Your goal = Every line in the entries that holds "golden" should be identified and copied.

Data extracts =
=====

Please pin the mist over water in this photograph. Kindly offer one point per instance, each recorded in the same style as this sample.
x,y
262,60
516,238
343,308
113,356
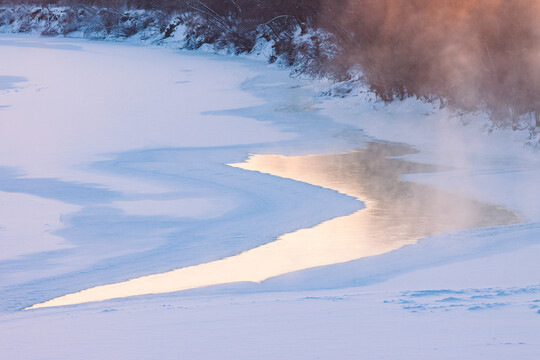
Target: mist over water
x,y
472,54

=====

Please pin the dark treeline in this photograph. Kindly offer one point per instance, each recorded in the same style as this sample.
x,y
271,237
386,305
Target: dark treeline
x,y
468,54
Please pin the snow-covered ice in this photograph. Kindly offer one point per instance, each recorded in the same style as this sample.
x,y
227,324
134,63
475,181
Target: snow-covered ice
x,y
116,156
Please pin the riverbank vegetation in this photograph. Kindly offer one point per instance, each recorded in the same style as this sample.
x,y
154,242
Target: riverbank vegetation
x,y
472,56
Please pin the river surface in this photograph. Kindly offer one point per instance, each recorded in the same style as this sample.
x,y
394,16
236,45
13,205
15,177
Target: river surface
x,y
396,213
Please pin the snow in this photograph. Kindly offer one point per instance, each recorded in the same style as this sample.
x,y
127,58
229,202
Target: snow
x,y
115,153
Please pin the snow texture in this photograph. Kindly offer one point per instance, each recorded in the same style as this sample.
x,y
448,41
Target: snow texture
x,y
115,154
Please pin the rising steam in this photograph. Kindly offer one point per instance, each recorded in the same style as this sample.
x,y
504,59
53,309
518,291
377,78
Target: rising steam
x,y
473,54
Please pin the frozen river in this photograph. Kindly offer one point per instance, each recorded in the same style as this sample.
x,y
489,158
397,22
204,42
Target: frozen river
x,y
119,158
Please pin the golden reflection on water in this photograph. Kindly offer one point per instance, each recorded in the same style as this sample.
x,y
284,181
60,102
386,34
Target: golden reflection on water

=====

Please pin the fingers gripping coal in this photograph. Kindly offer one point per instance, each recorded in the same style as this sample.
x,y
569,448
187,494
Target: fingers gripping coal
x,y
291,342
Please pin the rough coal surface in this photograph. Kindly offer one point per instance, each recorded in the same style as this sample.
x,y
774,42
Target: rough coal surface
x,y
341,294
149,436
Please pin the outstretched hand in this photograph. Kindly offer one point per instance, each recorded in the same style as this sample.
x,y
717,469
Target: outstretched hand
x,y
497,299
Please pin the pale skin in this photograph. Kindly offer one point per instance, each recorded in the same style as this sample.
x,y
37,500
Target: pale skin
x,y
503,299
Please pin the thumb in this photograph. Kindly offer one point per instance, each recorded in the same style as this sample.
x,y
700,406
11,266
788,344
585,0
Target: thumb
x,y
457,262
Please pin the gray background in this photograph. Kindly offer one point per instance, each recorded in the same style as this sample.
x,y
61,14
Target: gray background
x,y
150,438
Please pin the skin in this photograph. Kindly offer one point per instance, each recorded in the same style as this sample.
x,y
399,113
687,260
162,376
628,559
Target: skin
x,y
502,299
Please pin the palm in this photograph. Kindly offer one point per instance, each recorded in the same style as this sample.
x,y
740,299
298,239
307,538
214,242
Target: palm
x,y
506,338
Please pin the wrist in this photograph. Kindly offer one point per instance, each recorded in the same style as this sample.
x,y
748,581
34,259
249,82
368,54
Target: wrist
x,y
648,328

=====

Result =
Please pin the golden reflection on water in this photograph. Kindly offer one point per instance, each recorded in the same style as this sample.
Target: golden reflection on water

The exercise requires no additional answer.